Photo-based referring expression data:
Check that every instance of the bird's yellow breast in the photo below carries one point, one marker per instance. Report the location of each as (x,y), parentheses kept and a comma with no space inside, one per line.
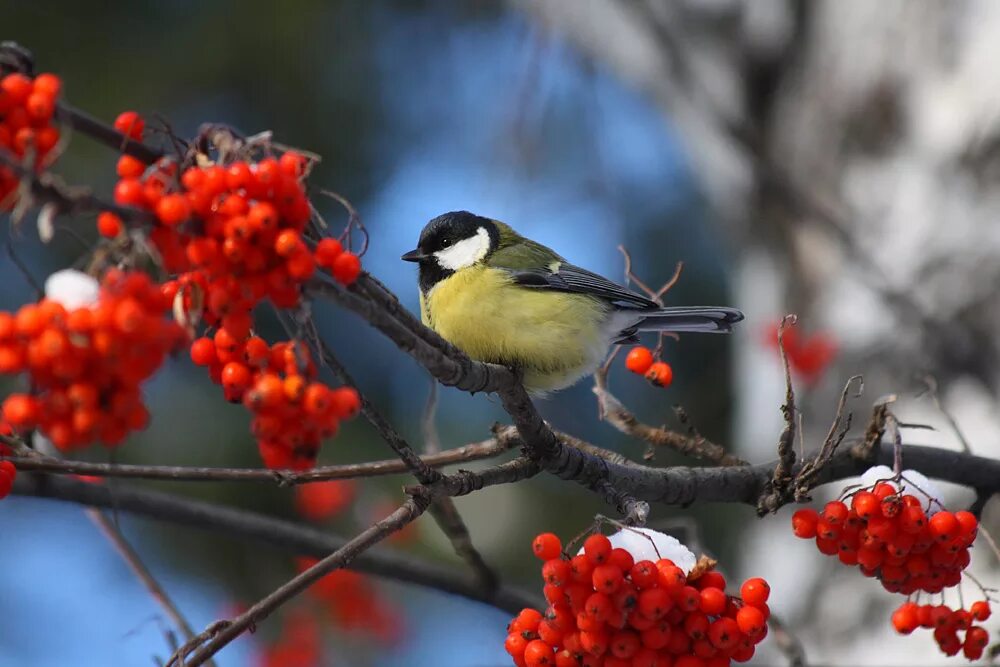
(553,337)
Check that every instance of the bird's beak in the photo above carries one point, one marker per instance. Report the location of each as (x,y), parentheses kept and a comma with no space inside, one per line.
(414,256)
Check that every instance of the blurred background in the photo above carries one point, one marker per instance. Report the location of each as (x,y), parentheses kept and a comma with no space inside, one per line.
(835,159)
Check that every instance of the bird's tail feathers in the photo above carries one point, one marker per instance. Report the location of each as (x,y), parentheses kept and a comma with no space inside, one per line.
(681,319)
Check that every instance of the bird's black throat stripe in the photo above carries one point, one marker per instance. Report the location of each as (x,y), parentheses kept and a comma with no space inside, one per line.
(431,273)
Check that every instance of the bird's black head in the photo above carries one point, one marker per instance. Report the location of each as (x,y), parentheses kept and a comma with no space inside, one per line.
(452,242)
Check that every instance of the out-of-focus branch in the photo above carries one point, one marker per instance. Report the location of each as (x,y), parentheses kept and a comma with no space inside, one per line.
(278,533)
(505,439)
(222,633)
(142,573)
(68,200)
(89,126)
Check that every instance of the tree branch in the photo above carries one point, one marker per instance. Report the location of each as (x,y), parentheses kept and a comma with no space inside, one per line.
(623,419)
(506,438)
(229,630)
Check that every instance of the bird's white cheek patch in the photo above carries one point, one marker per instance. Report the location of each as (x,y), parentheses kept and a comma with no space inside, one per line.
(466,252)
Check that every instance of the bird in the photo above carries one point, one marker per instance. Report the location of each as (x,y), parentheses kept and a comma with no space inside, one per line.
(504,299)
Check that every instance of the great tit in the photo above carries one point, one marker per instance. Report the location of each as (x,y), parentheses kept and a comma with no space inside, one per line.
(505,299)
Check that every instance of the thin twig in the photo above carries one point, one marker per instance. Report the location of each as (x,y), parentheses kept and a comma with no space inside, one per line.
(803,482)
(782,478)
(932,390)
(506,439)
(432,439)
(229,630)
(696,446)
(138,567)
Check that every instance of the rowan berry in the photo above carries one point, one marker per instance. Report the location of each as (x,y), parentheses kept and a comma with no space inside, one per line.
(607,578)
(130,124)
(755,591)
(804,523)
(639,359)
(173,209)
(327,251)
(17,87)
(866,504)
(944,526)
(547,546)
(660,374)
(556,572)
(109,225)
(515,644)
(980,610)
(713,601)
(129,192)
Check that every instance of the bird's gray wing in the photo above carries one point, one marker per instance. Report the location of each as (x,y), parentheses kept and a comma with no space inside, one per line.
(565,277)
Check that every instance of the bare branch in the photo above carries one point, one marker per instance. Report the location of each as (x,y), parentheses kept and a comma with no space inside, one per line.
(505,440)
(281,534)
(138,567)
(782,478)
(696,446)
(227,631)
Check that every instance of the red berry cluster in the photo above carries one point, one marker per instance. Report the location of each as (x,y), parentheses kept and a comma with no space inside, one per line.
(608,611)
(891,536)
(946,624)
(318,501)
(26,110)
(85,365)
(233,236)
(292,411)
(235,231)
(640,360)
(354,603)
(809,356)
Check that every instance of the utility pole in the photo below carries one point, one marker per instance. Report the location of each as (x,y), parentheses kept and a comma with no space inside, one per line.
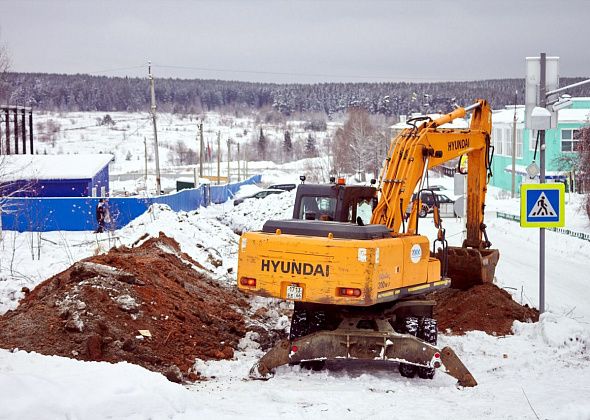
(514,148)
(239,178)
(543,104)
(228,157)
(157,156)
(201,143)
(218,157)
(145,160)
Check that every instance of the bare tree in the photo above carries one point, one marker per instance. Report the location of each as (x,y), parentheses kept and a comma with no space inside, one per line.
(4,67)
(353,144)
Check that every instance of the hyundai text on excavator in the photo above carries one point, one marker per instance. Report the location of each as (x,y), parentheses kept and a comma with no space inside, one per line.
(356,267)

**WHAT THE EXERCISE ASKS:**
The reply should contain all of the data above, word for word, with no pictures.

**YOUR RESPONSE:**
Check that every instance of the bird's yellow breast in the photo below carries one point, one marker per instance. Report the location of each as (x,y), parentheses kept and a comma with no space inside, one per line.
(553,337)
Check that every instance of the bird's beak in the photo above carries one point, one marker per instance. Report the location of each as (x,y), parentheses kept and a comma with no space inside, one per line.
(414,256)
Check that every instance of the blurred background in the photo above carries one point, one marker per instance. Report the location of each as (x,y), parentheses kept and a comma with no space inside, one per line.
(835,159)
Check that every instance of the bird's tail feathers in the photo above carries one point, one marker per instance. Report the location of each as (x,y), parentheses kept and a comma with no space inside, one per line.
(681,319)
Check that every instance of the bird's black throat stripe in the photo above carries one point, one marker per instance. Report the location of each as (x,y), parentheses kept and a comma with no space inside, one per line.
(431,273)
Check that every instance of the bird's black head in the photo above carries one point, one marker per instance. Report the location of each as (x,y), parentheses kept and a comma with no space inside, one per line.
(452,242)
Check that every instance of the out-of-focus branch in the photo above carries one point, one marker per instance. Report the location of each as (x,y), parentheses kept and a comma with no space inside, one per line.
(278,533)
(505,439)
(222,633)
(142,573)
(68,200)
(89,126)
Check that every instance of the tree branch in the photo above carries one point, one marker per instance. Report the location of each as (x,y), parentheses kept and a comma with no space inside, one per line.
(623,419)
(506,438)
(229,630)
Check that every instance of the bird's white cheek patch in the photo above carries one point, one marker per instance. Report the location of each as (x,y), parentheses kept and a comma with no space inside, one per line.
(466,252)
Check that every instance of the bird in the photo above carries one point, one marker per instance. Report the location of each as (x,y), parentheses kept and a comma with no space inside, one per line.
(504,299)
Check that every instance of the great tit in the photo above carries one point, one marker per instance. Report the location of each as (x,y), parentheses kept and a comma with no space inside, one per line.
(505,299)
Check that every instance of the thin twig in the photo above carries one point, one marker per instance. Report the location of each as (x,y), parentheses kept and a comma with no space inside, one per line.
(803,482)
(782,478)
(932,390)
(506,439)
(432,439)
(229,630)
(696,446)
(138,567)
Check that every instance of the rowan berry in the photo above carries one point, one marker per instance. Report the location of each as (x,y), parentheses kept and a comma with no space inside, one per line.
(607,578)
(130,124)
(755,591)
(804,523)
(639,359)
(173,209)
(327,251)
(17,87)
(866,504)
(944,526)
(547,546)
(660,374)
(556,572)
(109,225)
(515,644)
(980,610)
(713,601)
(129,192)
Check that every instance of the bird's gray wing in the photo above carries one point, one marker per instance. Report the location of each as (x,y), parentheses kept and a comma with no space inside, one per line.
(565,277)
Check that every instance of the bare branch in the photo above carries one point, one marker per instance. Report the location of each as (x,y), parentheses kept and a comma with no space inside, one per line.
(505,440)
(281,534)
(138,567)
(782,478)
(696,446)
(227,631)
Check that every instance of the red berry cluster in the photo above carries one point, one marker per instance. Report the location of each as (x,y), parentheses kept and a comma with no space inside, one per line.
(608,611)
(891,536)
(946,624)
(318,501)
(26,110)
(85,365)
(233,236)
(292,411)
(235,231)
(640,360)
(354,603)
(809,356)
Check that every instance of the utility pole in the photo below carries one point, one marker per instance. Report the location of each as (x,y), parentheses kept and a comma with no space inside, one per line.
(514,148)
(239,178)
(543,104)
(228,157)
(157,156)
(201,143)
(218,157)
(145,160)
Check that every instance of the bare tree in the photo above carries one point, one marker per instance. Report the location of each as (x,y), parentheses kept and a comma with no space inside, one per line.
(4,67)
(353,144)
Check that every instance of the hyundai text on excavator in the photo above carries one point, one marker per instance. Report the location of each as (x,y), parentheses kept and a comma with no space inside, one per line.
(356,267)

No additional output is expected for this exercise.